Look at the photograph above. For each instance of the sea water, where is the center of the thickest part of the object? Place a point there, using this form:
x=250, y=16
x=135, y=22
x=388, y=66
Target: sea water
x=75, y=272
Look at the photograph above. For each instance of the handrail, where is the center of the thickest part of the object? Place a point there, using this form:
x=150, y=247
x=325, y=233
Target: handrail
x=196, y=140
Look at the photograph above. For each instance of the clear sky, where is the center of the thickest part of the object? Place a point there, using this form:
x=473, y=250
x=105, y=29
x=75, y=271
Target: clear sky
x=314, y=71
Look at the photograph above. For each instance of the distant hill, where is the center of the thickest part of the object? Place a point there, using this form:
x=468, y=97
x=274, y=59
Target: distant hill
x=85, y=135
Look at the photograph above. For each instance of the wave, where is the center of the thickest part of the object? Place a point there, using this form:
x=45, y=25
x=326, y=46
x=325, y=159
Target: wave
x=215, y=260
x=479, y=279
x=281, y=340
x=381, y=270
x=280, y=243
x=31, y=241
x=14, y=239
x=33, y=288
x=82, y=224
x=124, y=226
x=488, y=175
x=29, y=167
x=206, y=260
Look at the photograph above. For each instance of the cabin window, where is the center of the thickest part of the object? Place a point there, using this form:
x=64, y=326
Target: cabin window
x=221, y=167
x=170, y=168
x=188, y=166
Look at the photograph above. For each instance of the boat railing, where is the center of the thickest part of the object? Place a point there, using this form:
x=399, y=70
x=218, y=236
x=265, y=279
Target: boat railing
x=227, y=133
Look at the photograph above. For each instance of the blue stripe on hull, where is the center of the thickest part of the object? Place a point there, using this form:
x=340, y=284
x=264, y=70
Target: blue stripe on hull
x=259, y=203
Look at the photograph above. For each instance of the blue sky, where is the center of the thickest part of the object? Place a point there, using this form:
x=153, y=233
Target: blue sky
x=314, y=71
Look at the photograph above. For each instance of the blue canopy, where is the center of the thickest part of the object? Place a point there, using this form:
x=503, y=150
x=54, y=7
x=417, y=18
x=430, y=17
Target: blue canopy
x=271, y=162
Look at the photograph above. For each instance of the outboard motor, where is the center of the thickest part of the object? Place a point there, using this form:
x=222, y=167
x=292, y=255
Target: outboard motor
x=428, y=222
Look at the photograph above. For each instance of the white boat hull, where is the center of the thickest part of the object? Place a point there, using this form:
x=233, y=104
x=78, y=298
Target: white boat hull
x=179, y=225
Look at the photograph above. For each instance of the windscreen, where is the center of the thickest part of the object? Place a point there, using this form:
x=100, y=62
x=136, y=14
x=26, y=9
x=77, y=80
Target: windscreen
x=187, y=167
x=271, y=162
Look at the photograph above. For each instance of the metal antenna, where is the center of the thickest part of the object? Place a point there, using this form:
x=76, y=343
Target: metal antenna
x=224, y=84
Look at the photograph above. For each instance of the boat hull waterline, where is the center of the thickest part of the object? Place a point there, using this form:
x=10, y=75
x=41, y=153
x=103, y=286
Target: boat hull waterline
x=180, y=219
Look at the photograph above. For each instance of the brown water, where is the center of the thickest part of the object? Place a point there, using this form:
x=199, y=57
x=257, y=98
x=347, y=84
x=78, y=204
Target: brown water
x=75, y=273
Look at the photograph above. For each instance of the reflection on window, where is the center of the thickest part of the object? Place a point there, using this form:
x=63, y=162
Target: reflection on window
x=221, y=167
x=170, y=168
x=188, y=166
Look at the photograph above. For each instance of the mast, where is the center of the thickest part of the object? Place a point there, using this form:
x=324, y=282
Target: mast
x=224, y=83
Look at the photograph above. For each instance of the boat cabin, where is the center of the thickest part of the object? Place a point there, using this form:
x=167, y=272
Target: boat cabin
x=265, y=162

##############################

§ **Exercice écrit**: Transcrivez toutes les lignes des enregistrements ci-dessus sous forme de liste JSON de chaînes, à raison d'une chaîne par ligne, sans les lignes vides.

§ **Corrigé**:
[
  "Look at the photograph above. For each instance of the sea water, where is the center of the thickest part of the object? Place a point there, using this form:",
  "x=250, y=16",
  "x=135, y=22",
  "x=388, y=66",
  "Target: sea water",
  "x=75, y=272",
  "Look at the photograph above. For each instance of the handrail, where is the center of the thickest part of the object? Place a point there, using this form:",
  "x=150, y=247",
  "x=325, y=233",
  "Target: handrail",
  "x=196, y=140",
  "Look at the photograph above. For each instance of the clear sky, where is the center of the thickest part of the object? Place a point there, using this form:",
  "x=473, y=250",
  "x=105, y=29",
  "x=75, y=271",
  "Target: clear sky",
  "x=314, y=71",
  "Look at the photograph above. For each instance of the distant hill, where is the center of the thickest part of the object? Place a point there, using this form:",
  "x=468, y=97",
  "x=274, y=59",
  "Target: distant hill",
  "x=85, y=135",
  "Look at the photograph above. For each instance of the wave, where is the center of the thickest part of the object? Place a point there, using this form:",
  "x=45, y=25",
  "x=326, y=46",
  "x=325, y=159",
  "Target: wave",
  "x=215, y=260",
  "x=479, y=279",
  "x=281, y=340",
  "x=381, y=270",
  "x=280, y=243",
  "x=31, y=241",
  "x=14, y=239",
  "x=33, y=288",
  "x=82, y=224",
  "x=124, y=226",
  "x=488, y=175",
  "x=29, y=167",
  "x=206, y=260",
  "Look at the photograph above. For each instance of the cabin window, where is the center of the thickest part of the object? Place a point there, using this form:",
  "x=64, y=326",
  "Target: cabin window",
  "x=221, y=167",
  "x=170, y=168",
  "x=188, y=166",
  "Look at the photograph above. For each instance of the boat railing, where is the center of the thickest part of the object? Place a point there, using this form:",
  "x=399, y=70",
  "x=218, y=236",
  "x=265, y=279",
  "Target: boat railing",
  "x=227, y=133",
  "Look at the photograph above. For each instance of the blue stripe on hull, where is the center of the thickest part of the object? Place a point there, using this form:",
  "x=340, y=284",
  "x=264, y=70",
  "Target: blue stripe on hull",
  "x=259, y=203",
  "Look at the photograph above. For each instance of the blue sky, where is the center of the thickest part of the object? Place a point there, using this form:",
  "x=153, y=233",
  "Target: blue sky",
  "x=314, y=71",
  "Look at the photograph above. For each instance of the blue canopy, where is the center of the thickest part of the object? Place a point there, using this form:",
  "x=503, y=150",
  "x=54, y=7",
  "x=417, y=18",
  "x=430, y=17",
  "Target: blue canopy",
  "x=271, y=162",
  "Look at the photograph above. For each instance of the outboard motor, where is the center of the thickest part of the object? Place a point there, using this form:",
  "x=222, y=167",
  "x=292, y=255",
  "Target: outboard motor",
  "x=428, y=222",
  "Look at the photograph above. For each instance of the white boat hull, where is the center of the thickest part of the object? Place a point there, using this form:",
  "x=233, y=104",
  "x=78, y=298",
  "Target: white boat hull",
  "x=179, y=225",
  "Look at the photograph above. For each instance of the windscreen, where is the center of the thickest part of the object? Place a point there, using this form:",
  "x=100, y=62",
  "x=136, y=14",
  "x=26, y=9",
  "x=77, y=80",
  "Target: windscreen",
  "x=187, y=167",
  "x=271, y=162",
  "Look at the photograph above. For each instance of the metal antenna, where is the center of the thickest part of the object? Place a point there, using this form:",
  "x=76, y=343",
  "Target: metal antenna",
  "x=224, y=84",
  "Look at the photograph above. For each instance of the boat hull waterline, where is the center of the thickest part of the object? Place a point there, using this form:",
  "x=10, y=75",
  "x=41, y=153",
  "x=103, y=286",
  "Target: boat hull waterline",
  "x=180, y=219",
  "Look at the photograph above. For each instance of the brown water, where is the center of the thickest part of the object? Place a point there, using this form:",
  "x=199, y=57",
  "x=257, y=98",
  "x=347, y=84",
  "x=78, y=204",
  "Target: brown water",
  "x=75, y=273",
  "Look at the photograph above. For each instance of the reflection on window, where is the center of the thickest part of the object? Place a point there, using this form:",
  "x=63, y=162",
  "Target: reflection on window",
  "x=221, y=167",
  "x=170, y=168",
  "x=188, y=166",
  "Look at the photograph above. For each instance of the mast, where is the center of the thickest part of the object? Place a point there, using this form:",
  "x=324, y=282",
  "Target: mast",
  "x=224, y=83",
  "Look at the photograph above. For each instance of the boat cabin, where is the center of the thickest part of the object? Place a point there, using this form:",
  "x=167, y=272",
  "Target: boat cabin",
  "x=265, y=162"
]